• **WHAT IS ASKED**: The line containing "pin: the reed" marks the start; return it and every line after it in the listing below, exactly, through the last.
##### DATA LISTING
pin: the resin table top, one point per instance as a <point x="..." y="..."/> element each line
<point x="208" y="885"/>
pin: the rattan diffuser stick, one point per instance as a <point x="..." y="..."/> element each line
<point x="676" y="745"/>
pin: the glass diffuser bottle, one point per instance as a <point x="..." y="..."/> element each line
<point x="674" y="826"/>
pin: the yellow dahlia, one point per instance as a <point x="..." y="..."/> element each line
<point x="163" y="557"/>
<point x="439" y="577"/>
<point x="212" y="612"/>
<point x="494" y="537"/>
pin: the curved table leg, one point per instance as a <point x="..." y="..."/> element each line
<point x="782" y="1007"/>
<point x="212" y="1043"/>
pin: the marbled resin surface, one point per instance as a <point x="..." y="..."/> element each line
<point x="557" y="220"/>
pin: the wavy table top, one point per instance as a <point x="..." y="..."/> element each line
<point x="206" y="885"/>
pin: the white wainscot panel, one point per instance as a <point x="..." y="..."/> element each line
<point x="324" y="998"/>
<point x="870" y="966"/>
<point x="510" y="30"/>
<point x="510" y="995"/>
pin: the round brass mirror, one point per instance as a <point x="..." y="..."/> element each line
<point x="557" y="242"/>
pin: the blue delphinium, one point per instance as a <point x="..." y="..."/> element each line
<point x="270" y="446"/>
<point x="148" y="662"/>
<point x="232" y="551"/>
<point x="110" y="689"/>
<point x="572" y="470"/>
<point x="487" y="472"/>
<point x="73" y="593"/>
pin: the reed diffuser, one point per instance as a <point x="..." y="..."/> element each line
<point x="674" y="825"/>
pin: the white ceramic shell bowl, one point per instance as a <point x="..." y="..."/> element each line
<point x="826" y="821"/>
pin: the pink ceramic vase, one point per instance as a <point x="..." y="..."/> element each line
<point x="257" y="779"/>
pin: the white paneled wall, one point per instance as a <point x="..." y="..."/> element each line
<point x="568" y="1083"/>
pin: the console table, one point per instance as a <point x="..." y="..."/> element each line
##########
• **CORRECT OUTPUT**:
pin: the reed diffuser, one point per instance as a <point x="..." y="..."/> element each line
<point x="674" y="825"/>
pin: the white ceramic shell bowl, one point per instance as a <point x="..." y="..."/> element each line
<point x="826" y="821"/>
pin: the pink ceramic vase, one point per instance as a <point x="..." y="..."/> element each line
<point x="257" y="779"/>
pin: the white paneled wall, one point per instance as a <point x="..." y="..."/> element each line
<point x="568" y="1083"/>
pin: the console table, one point per instance as a <point x="..." y="..."/> element each line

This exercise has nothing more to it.